**Aim**
Rewrite the rows below, swapping "instance" for "occurrence" and keeping everything else the same. Leave out the pictures.

**Data records**

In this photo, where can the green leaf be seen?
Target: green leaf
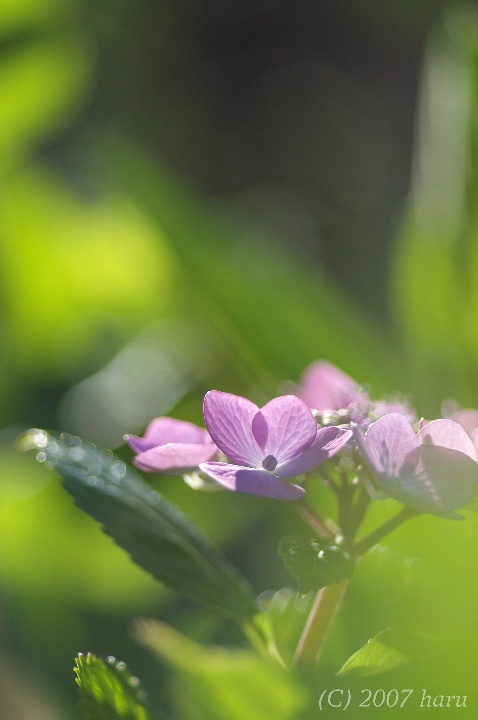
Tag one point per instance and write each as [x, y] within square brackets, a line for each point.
[42, 85]
[215, 683]
[254, 290]
[158, 536]
[315, 562]
[381, 653]
[281, 622]
[108, 691]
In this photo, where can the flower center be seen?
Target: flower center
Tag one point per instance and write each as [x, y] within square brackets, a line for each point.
[269, 463]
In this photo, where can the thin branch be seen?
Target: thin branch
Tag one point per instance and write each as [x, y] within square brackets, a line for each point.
[316, 522]
[323, 611]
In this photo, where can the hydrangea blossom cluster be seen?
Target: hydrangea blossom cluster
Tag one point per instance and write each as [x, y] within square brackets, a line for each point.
[430, 467]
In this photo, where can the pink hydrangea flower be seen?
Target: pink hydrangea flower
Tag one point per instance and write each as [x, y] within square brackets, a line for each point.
[266, 445]
[434, 471]
[324, 387]
[172, 447]
[468, 419]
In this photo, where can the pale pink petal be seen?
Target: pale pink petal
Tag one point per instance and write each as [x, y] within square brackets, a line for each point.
[229, 421]
[174, 458]
[393, 443]
[467, 418]
[284, 427]
[254, 482]
[163, 430]
[324, 387]
[443, 481]
[447, 434]
[328, 442]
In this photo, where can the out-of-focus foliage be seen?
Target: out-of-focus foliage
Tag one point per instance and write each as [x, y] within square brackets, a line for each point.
[216, 682]
[123, 295]
[158, 536]
[437, 262]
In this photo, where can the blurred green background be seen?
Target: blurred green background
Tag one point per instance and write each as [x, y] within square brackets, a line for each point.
[214, 194]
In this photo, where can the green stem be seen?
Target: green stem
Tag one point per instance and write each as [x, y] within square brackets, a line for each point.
[316, 522]
[318, 623]
[375, 536]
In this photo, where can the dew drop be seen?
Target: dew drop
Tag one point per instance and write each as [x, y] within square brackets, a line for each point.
[269, 463]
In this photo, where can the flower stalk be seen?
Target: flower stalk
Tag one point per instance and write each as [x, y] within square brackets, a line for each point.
[323, 611]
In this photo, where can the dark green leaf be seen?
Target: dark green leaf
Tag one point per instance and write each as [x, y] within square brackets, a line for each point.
[315, 562]
[108, 691]
[158, 536]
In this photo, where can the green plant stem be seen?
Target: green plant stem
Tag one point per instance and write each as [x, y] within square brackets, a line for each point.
[318, 623]
[316, 522]
[375, 536]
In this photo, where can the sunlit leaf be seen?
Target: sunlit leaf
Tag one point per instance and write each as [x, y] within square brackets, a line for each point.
[315, 562]
[158, 536]
[381, 653]
[108, 691]
[59, 296]
[215, 683]
[281, 621]
[41, 85]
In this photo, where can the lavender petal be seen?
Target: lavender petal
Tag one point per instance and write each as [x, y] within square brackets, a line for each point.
[174, 458]
[284, 427]
[229, 421]
[328, 442]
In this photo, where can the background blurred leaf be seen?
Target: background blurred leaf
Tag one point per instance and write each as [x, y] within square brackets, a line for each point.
[277, 313]
[112, 276]
[159, 537]
[315, 562]
[42, 85]
[215, 683]
[281, 621]
[436, 269]
[108, 691]
[16, 15]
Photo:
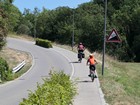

**Task output**
In this photo, where can the green leaf be seen?
Target: green leaf
Tag one point per occurrence and write each as [x, y] within square brackets, a line for each point.
[42, 85]
[215, 683]
[254, 290]
[158, 536]
[315, 562]
[381, 653]
[281, 622]
[108, 691]
In this photo, where can the flower center be seen?
Target: flower center
Tag one point per occurrence and write each as [x, y] within square brackets, a line for each point.
[269, 463]
In this photo, where can the thin branch be seen?
Target: thin branch
Tag one point per occurrence and write each as [x, y] within square brackets, a line for each point.
[316, 522]
[323, 611]
In this photo, where can the hydrangea blossom cluster be seen?
Target: hydrangea blossom cluster
Tag one point per occurrence and write each as [x, y] within square brackets, a line for each point.
[430, 467]
In this photo, where can the pink hydrangea flower be seen?
Target: pink hydrangea flower
Tag one point per occurrence and write each as [x, y] within square brackets, a line for each point.
[266, 445]
[434, 471]
[324, 387]
[172, 447]
[468, 419]
In this photo, where can the pale pink petal be seen?
Target: pale pink petal
Tag one point per occurrence and write each as [x, y] within square brackets, a line for each point.
[229, 421]
[174, 458]
[393, 443]
[467, 418]
[284, 427]
[254, 482]
[163, 430]
[324, 387]
[443, 481]
[447, 434]
[328, 442]
In this photo, where can the out-of-focus foliage be seen?
Target: out-of-focus foliage
Tag one point per occurrence and write each as [x, y] within square brackets, a line for each point.
[216, 682]
[123, 295]
[158, 536]
[437, 262]
In this photo, where can the blurred green background be seen?
Target: blurred green background
Tag one point per occurrence and write each as [x, y] within square brackets, a line for each point.
[214, 194]
In this photo, where can the green stem be seen?
Target: green stem
Tag one point per occurrence and write each as [x, y] within square brackets, a line for each point.
[316, 522]
[318, 623]
[375, 536]
In this photo, where can the dew drop be seen?
Target: dew drop
Tag one point per occurrence and write each as [x, y] within square brackets, a line for each point.
[269, 463]
In this photo, where can the flower stalk be seen?
Target: flower stalk
Tag one point per occurrence and write each as [x, y] within square brackets, a line for each point.
[323, 611]
In this photo, where can the dark green leaf be seen?
Target: dark green leaf
Tag one point per occurrence and write each as [x, y] within square brackets, a line for each point.
[315, 562]
[108, 691]
[158, 536]
In this photo, where can the green plant stem be seen?
Target: green plant stem
Tag one point per occurrence and write each as [x, y] within square brackets, a line for each point.
[318, 623]
[316, 522]
[375, 536]
In this photo, where can the sunlit leaf be seen?
Target: sunlit leaf
Tag one point per occurrence and write each as [x, y] within square brackets, a line for each point.
[315, 562]
[158, 536]
[381, 653]
[108, 691]
[59, 296]
[215, 683]
[281, 621]
[41, 85]
In this photo, where can the lavender petal be seen?
Target: lavender petal
Tag one point per occurrence and write each as [x, y] within square brackets, a line for each point.
[174, 458]
[284, 427]
[229, 421]
[328, 442]
In this photo, where can the background blurred leaf be seen?
Target: background blurred leaf
Tag one point per occurrence and write each as [x, y] within square brackets, a line for each point.
[277, 313]
[112, 276]
[159, 537]
[315, 562]
[42, 85]
[215, 683]
[281, 621]
[436, 269]
[108, 691]
[16, 15]
Photo:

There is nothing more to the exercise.